### PASSAGE SHOWN:
Principal curves in the space of probability measures
Given a data distribution which is concentrated around a one-dimensional structure, can we infer that structure? We consider a variant of this inference problem in the case where the data is itself probability-measure-valued, in other words each "data point" is actually a probability measure chosen at random according to some distribution over the space of probability measures itself.
To this end, we introduce principal curves in the Wasserstein space of probability measures, as a nonlinear variant of measure-valued principal components. Our motivation comes from the problem of "trajectory inference" in computational biology, where a developing population of cells is observed via a time-dependent distribution of gene expression data. However, in certain experimental situations, the time of collection is unknown, and so the ordering of the batches of data must be inferred from the geometry of the data itself. We propose an estimator based on Wasserstein principal curves, and prove it is consistent for recovering a curve of probability measures from empirical samples; the consistency of the estimated ordering is deduced as a corollary. Our consistency theorem is obtained via a series of results regarding principal curves in general compact metric spaces.
Bio: Andrew Warren is a Canadian mathematician and statistician. He earned his doctorate from Carnegie Mellon University in 2022 under the direction of Dejan Slepčev. He was a visitor at l'Institut des Hautes Études Scientifiques during 2022-3; since 2023 he has been a postdoctoral researcher at the University of British Columbia. His research interests belong to the union of: optimal transport and calculus of variations, statistics and machine learning, and partial differential equations.

### EXERCISE SET:
A - Copy the principal curves abstract word for word, from "Bio: Andrew Warren" to "partial differential equations.".
B - According to the principal curves abstract, which university has employed Andrew Warren as a postdoctoral researcher since 2023?

Dataset entries
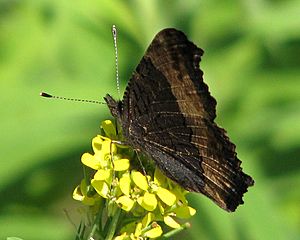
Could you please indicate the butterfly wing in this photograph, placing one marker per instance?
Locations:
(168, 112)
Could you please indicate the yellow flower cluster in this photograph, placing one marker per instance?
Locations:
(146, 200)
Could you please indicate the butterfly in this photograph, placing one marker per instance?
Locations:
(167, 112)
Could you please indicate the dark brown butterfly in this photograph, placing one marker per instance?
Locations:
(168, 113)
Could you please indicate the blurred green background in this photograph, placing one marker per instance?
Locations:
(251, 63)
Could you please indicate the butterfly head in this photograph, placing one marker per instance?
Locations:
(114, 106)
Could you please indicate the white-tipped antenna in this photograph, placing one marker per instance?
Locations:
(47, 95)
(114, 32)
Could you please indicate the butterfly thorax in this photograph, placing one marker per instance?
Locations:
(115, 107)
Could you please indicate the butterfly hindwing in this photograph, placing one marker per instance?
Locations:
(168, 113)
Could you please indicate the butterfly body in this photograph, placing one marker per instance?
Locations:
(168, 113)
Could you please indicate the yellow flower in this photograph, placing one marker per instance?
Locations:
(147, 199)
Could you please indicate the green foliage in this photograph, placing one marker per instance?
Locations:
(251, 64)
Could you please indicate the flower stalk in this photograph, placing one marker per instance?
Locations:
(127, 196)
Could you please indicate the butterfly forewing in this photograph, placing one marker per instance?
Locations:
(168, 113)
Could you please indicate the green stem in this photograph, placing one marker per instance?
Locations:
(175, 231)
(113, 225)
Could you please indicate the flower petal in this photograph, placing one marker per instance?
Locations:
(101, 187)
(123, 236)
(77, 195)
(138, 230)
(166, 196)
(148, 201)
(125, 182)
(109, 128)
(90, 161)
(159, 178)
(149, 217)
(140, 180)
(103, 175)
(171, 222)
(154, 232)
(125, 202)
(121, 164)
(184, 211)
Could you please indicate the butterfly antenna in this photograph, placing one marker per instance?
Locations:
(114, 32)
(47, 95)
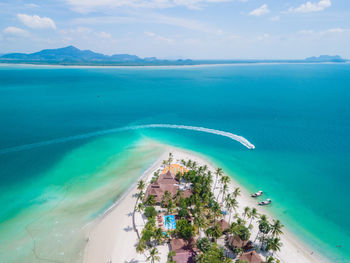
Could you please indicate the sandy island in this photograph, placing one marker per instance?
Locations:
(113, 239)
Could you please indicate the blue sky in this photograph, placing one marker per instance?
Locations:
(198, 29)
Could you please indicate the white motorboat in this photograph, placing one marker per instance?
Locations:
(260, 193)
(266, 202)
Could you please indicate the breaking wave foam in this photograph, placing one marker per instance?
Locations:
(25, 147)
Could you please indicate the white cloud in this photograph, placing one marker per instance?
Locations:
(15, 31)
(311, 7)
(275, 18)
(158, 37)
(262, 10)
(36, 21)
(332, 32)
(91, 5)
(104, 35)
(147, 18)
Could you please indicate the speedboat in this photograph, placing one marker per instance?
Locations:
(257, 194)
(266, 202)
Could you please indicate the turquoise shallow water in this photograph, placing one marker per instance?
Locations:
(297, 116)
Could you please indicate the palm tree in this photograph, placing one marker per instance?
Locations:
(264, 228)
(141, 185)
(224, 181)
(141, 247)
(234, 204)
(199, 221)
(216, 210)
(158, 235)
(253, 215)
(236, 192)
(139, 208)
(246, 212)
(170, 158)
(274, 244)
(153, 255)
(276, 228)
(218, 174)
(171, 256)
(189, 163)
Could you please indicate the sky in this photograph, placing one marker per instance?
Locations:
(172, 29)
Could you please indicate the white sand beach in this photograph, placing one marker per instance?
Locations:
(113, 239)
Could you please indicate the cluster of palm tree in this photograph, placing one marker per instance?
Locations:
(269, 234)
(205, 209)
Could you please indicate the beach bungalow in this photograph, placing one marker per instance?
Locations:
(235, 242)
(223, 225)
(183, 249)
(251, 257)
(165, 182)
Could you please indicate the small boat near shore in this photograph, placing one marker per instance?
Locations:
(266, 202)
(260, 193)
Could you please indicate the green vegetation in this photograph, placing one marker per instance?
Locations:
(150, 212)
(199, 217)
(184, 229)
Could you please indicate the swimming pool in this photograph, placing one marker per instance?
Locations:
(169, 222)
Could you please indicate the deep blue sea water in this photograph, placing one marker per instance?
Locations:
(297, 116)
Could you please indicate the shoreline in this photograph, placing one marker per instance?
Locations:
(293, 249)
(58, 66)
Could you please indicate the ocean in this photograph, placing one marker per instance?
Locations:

### SOLUTIONS TO EACH TASK:
A -
Bio: Andrew Warren is a Canadian mathematician and statistician. He earned his doctorate from Carnegie Mellon University in 2022 under the direction of Dejan Slepčev. He was a visitor at l'Institut des Hautes Études Scientifiques during 2022-3; since 2023 he has been a postdoctoral researcher at the University of British Columbia. His research interests belong to the union of: optimal transport and calculus of variations, statistics and machine learning, and partial differential equations.

B - The University of British Columbia.